### What this task involves
Can all of these lines be returned exactly?

### Task data

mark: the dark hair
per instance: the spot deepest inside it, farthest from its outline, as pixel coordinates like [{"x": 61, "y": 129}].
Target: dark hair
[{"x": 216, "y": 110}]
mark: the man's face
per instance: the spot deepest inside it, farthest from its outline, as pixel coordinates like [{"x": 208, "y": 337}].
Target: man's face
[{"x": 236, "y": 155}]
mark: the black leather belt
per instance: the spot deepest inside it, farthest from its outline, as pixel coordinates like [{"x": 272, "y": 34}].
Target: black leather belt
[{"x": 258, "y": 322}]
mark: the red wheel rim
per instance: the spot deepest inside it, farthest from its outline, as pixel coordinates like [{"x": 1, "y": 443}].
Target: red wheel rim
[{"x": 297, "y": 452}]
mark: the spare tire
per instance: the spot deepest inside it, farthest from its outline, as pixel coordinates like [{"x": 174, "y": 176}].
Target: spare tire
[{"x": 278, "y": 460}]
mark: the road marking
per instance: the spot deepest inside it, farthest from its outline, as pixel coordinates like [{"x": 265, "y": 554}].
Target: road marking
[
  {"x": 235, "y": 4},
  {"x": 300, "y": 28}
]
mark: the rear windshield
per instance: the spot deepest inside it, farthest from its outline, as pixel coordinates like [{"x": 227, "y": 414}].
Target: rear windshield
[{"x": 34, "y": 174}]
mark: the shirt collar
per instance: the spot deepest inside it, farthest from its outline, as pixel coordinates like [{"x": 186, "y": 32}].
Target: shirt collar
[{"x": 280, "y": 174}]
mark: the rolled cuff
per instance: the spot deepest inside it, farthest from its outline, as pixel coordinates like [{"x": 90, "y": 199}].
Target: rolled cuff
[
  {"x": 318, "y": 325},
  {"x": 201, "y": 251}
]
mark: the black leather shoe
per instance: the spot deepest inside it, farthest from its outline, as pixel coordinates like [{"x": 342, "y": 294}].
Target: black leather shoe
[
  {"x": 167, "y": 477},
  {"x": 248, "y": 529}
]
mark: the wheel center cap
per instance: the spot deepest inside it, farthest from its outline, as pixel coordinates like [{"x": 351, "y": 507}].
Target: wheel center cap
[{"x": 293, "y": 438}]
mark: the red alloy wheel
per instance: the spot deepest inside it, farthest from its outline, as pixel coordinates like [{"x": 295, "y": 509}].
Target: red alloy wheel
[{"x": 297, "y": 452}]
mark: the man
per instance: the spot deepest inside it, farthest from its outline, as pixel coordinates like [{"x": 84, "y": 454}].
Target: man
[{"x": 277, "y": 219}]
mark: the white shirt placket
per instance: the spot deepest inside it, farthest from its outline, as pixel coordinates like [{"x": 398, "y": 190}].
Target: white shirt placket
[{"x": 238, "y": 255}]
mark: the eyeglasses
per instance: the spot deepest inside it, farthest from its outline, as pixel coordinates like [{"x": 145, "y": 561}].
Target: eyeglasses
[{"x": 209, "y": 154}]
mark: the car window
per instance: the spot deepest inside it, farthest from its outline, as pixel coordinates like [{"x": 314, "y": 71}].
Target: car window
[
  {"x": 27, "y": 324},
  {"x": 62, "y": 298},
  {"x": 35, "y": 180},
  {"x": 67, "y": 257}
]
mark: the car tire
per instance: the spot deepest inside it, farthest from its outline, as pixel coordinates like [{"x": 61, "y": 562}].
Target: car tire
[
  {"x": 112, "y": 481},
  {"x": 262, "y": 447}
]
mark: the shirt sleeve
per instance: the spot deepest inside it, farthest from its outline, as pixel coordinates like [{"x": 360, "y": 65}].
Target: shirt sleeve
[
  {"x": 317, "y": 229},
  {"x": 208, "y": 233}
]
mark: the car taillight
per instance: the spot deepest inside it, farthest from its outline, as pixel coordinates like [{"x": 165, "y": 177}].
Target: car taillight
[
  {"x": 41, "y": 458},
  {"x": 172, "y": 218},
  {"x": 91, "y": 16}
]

### Final result
mark: the dark hair
per instance: the spot deepest inside it, farthest from its outline, as pixel coordinates like [{"x": 61, "y": 129}].
Target: dark hair
[{"x": 216, "y": 110}]
mark: the man's face
per instance: the spot deepest inside it, farthest from its outline, as pixel coordinates like [{"x": 208, "y": 337}].
Target: man's face
[{"x": 236, "y": 155}]
mark: the black leather belt
per instance: the spot deepest inside it, farthest from its outline, as pixel coordinates like [{"x": 272, "y": 34}].
Target: black leather belt
[{"x": 258, "y": 322}]
mark: the red wheel rim
per instance: the spot deepest inside it, farthest from its outline, as pixel coordinates like [{"x": 1, "y": 443}].
Target: red wheel rim
[{"x": 297, "y": 452}]
mark: the spare tire
per instance: the spot deepest inside it, farthest from its outline, as pixel coordinates like [{"x": 174, "y": 176}].
Target: spare tire
[{"x": 278, "y": 460}]
mark: the road marking
per instance: the spot deepest inside it, farthest from its outline, as pixel coordinates like [{"x": 265, "y": 554}].
Target: road marking
[
  {"x": 235, "y": 4},
  {"x": 300, "y": 28}
]
mark: the rear windshield
per instance: the spot deepest inside it, farthest from its outline, as pixel coordinates like [{"x": 227, "y": 414}].
Target: rear windshield
[{"x": 34, "y": 174}]
mark: the shirt collar
per instance: the spot deepest inside it, farthest from its outline, as pixel coordinates like [{"x": 186, "y": 32}].
Target: shirt collar
[{"x": 280, "y": 174}]
mark: the rolled cuff
per instance: the spot deepest inside it, farthest from its outline, as pixel coordinates like [{"x": 90, "y": 199}].
Target: rolled cuff
[
  {"x": 318, "y": 325},
  {"x": 201, "y": 251}
]
mark: the black leather shoe
per instance: the spot deepest inside it, farthest from its outline, as pixel coordinates like [{"x": 342, "y": 294}].
Target: black leather shoe
[
  {"x": 167, "y": 477},
  {"x": 248, "y": 529}
]
mark: the wheel center cap
per instance: the spot deepest inside it, farthest from its outline, as pixel coordinates like [{"x": 351, "y": 507}].
Target: wheel center cap
[{"x": 293, "y": 438}]
mark: the red alloy wheel
per instance: the spot deepest inside it, farthest from its outline, as pixel coordinates like [{"x": 295, "y": 509}].
Target: red alloy wheel
[{"x": 297, "y": 452}]
mark: the man
per instance: the spot deepest inside it, farthest from its outline, as pixel coordinates like [{"x": 84, "y": 454}].
Target: man
[{"x": 277, "y": 219}]
mark: the white shirt placket
per instance: the spot deepest inside it, farthest from its outline, as pixel coordinates like [{"x": 398, "y": 190}].
Target: white shirt placket
[{"x": 238, "y": 255}]
mark: the eyeglasses
per instance: the spot deepest inside it, farthest from its outline, as pixel coordinates like [{"x": 145, "y": 561}].
Target: eyeglasses
[{"x": 209, "y": 154}]
mark: the car window
per instance: the spot deepest inside it, farthest from its outline, as pixel coordinates like [{"x": 314, "y": 71}].
Target: car window
[
  {"x": 27, "y": 324},
  {"x": 62, "y": 298},
  {"x": 35, "y": 180},
  {"x": 67, "y": 257}
]
mark: the car tire
per instance: the spot deepest inside it, farthest from its outline, as pixel coordinates like [{"x": 61, "y": 562}].
Target: car tire
[
  {"x": 112, "y": 481},
  {"x": 262, "y": 447}
]
mark: the shirt sleeve
per instance: the spot deepest inside it, farthest from its outline, as pixel coordinates like [{"x": 360, "y": 65}].
Target: shirt sleeve
[
  {"x": 317, "y": 229},
  {"x": 208, "y": 233}
]
mark: the car taillight
per instance: the spot deepest inside it, farthest from its outline, as pixel coordinates like [{"x": 165, "y": 177}].
Target: car taillight
[
  {"x": 41, "y": 458},
  {"x": 172, "y": 218},
  {"x": 91, "y": 16}
]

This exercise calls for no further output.